**Given problem:** From the material below, extract every line that contains the string "wristband", and treat uppercase and lowercase as different.

**Data entries:**

━━━━━━

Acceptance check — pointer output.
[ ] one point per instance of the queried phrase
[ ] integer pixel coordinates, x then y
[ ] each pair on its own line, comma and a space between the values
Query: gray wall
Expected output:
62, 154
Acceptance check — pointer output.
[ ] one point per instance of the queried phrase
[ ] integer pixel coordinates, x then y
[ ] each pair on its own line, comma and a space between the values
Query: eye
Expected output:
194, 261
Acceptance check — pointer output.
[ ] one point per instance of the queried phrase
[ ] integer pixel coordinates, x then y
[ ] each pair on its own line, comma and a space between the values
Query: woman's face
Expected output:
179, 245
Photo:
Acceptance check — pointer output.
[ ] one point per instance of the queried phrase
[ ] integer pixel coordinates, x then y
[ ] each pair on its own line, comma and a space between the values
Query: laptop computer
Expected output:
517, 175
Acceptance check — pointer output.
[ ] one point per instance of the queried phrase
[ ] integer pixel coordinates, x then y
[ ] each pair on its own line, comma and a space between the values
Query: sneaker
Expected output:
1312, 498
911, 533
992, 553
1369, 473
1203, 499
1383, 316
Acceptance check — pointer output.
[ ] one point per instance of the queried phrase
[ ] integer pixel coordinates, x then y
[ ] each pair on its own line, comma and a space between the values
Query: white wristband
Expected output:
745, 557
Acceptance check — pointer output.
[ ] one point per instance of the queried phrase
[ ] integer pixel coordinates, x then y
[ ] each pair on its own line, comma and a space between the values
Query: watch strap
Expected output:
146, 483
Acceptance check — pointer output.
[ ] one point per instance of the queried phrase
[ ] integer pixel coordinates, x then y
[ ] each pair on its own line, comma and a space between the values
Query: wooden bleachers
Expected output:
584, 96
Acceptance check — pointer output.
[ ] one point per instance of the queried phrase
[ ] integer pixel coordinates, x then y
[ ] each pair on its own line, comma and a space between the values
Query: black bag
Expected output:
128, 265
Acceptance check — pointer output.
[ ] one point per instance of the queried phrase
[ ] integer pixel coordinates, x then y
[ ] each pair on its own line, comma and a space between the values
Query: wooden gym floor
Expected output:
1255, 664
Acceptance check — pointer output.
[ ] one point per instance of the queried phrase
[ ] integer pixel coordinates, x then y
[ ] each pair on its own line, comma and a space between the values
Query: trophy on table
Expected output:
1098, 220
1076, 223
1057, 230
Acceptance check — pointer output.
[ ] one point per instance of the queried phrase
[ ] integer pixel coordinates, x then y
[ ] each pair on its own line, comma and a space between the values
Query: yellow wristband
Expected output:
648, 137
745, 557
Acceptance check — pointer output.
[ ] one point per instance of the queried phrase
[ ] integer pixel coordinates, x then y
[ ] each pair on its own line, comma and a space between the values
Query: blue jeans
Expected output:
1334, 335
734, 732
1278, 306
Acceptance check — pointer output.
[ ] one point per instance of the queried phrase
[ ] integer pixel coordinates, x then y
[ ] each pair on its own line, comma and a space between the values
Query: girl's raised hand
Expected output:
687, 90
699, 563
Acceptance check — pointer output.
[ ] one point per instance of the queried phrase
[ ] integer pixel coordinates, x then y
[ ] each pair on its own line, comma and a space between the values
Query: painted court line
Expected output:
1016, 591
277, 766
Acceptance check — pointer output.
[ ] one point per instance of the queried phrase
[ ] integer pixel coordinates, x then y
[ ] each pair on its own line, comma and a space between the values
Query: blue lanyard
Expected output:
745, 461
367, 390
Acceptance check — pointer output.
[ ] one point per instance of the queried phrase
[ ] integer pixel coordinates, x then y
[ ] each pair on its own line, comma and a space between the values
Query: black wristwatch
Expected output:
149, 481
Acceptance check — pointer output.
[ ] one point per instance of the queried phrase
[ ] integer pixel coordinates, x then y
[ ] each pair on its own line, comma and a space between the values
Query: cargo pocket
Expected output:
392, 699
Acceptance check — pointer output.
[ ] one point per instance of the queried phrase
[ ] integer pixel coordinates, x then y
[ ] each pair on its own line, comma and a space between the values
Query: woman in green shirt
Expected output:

━━━━━━

**Output of the task:**
Query: white wristband
Query: yellow wristband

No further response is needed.